start Material to process
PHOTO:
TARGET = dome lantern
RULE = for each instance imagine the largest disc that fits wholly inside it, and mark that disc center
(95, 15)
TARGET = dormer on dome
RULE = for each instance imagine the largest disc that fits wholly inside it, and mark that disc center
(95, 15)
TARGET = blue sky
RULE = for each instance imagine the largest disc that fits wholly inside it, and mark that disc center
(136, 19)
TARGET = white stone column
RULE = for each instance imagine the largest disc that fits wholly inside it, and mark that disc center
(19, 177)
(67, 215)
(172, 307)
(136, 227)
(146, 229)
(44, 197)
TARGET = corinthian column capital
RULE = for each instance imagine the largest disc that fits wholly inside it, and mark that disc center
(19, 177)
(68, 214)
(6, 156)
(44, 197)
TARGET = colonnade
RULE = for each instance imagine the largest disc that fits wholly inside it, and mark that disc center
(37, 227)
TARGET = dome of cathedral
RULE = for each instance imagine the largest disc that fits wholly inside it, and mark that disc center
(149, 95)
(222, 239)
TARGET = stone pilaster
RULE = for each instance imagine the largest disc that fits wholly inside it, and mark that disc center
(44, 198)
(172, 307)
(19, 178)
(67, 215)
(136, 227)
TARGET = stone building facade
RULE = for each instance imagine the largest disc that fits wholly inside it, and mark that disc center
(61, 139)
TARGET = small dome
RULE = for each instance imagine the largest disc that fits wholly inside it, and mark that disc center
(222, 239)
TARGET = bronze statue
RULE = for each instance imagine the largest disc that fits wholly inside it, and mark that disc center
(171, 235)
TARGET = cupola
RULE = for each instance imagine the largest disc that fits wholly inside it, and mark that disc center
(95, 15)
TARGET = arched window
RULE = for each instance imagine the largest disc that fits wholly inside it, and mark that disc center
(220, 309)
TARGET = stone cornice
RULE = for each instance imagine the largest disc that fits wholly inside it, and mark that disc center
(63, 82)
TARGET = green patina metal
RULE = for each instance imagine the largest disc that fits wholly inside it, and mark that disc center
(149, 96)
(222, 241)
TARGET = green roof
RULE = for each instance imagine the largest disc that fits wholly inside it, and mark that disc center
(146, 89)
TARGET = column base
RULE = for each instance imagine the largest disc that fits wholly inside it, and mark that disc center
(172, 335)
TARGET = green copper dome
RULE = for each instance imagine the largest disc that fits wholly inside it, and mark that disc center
end Material to process
→ **Stated task**:
Copy every one of these records word for word.

→ **Final result**:
PHOTO:
TARGET = dome lantern
RULE = for each instance imagine the largest disc that fits wholly inside it, and mark that disc center
(95, 15)
TARGET = dormer on dome
RULE = for each instance imagine the largest disc that fits wholly inside it, and mark that disc center
(95, 15)
TARGET = blue sky
RULE = for each instance imagine the largest disc that fits wholly inside it, and mark that disc center
(136, 19)
TARGET = white stone column
RULE = for each instance imagine the largest disc that fits wholly inside it, and mark that disc center
(19, 177)
(67, 215)
(172, 307)
(136, 227)
(146, 229)
(44, 197)
TARGET = corinthian column capital
RULE = for each instance imagine the largest disc that fits wholly inside it, and mark that disc center
(19, 177)
(68, 214)
(6, 156)
(44, 197)
TARGET = colonnade
RULE = for each instance imagine the largest disc that fits wholly inside it, and mark that disc center
(37, 227)
TARGET = dome of cathedral
RULE = for each instance imagine the largest disc that fits wholly inside it, and mark that disc center
(149, 95)
(222, 239)
TARGET = stone pilaster
RULE = for each instance imagine the largest disc that fits wholly inside it, and mark that disc center
(44, 198)
(172, 307)
(19, 178)
(67, 215)
(136, 227)
TARGET = stone building facade
RULE = for each instance imagine the largest disc that fits wholly inside it, and mark that disc center
(61, 139)
TARGET = small dome
RULE = for each instance imagine the largest disc that fits wholly inside it, and mark that disc center
(222, 239)
TARGET = bronze statue
RULE = for each instance imagine the largest disc that fits wholly inside it, and mark that disc center
(171, 235)
TARGET = cupola
RULE = for each instance imagine the largest disc that fits wholly inside it, and mark that disc center
(95, 15)
TARGET = arched window
RULE = for each instance imagine the largest disc that fits wholly inside it, and mark that disc center
(220, 309)
TARGET = stone cornice
RULE = for each instance imagine the largest disc that fits wholly inside it, and mark that disc center
(63, 82)
TARGET = green patina metal
RULE = for each instance imagine the largest disc that fits wholly inside it, and mark that disc center
(149, 96)
(222, 241)
TARGET = green roof
RULE = for each instance imagine the largest disc that fits wholly inside it, and mark that disc center
(146, 89)
TARGET = column base
RULE = for each instance imagine the largest disc that fits wholly inside it, and mark that disc center
(172, 335)
TARGET = green copper dome
RULE = for each instance imagine the largest disc that fits wholly inside it, and mark that disc center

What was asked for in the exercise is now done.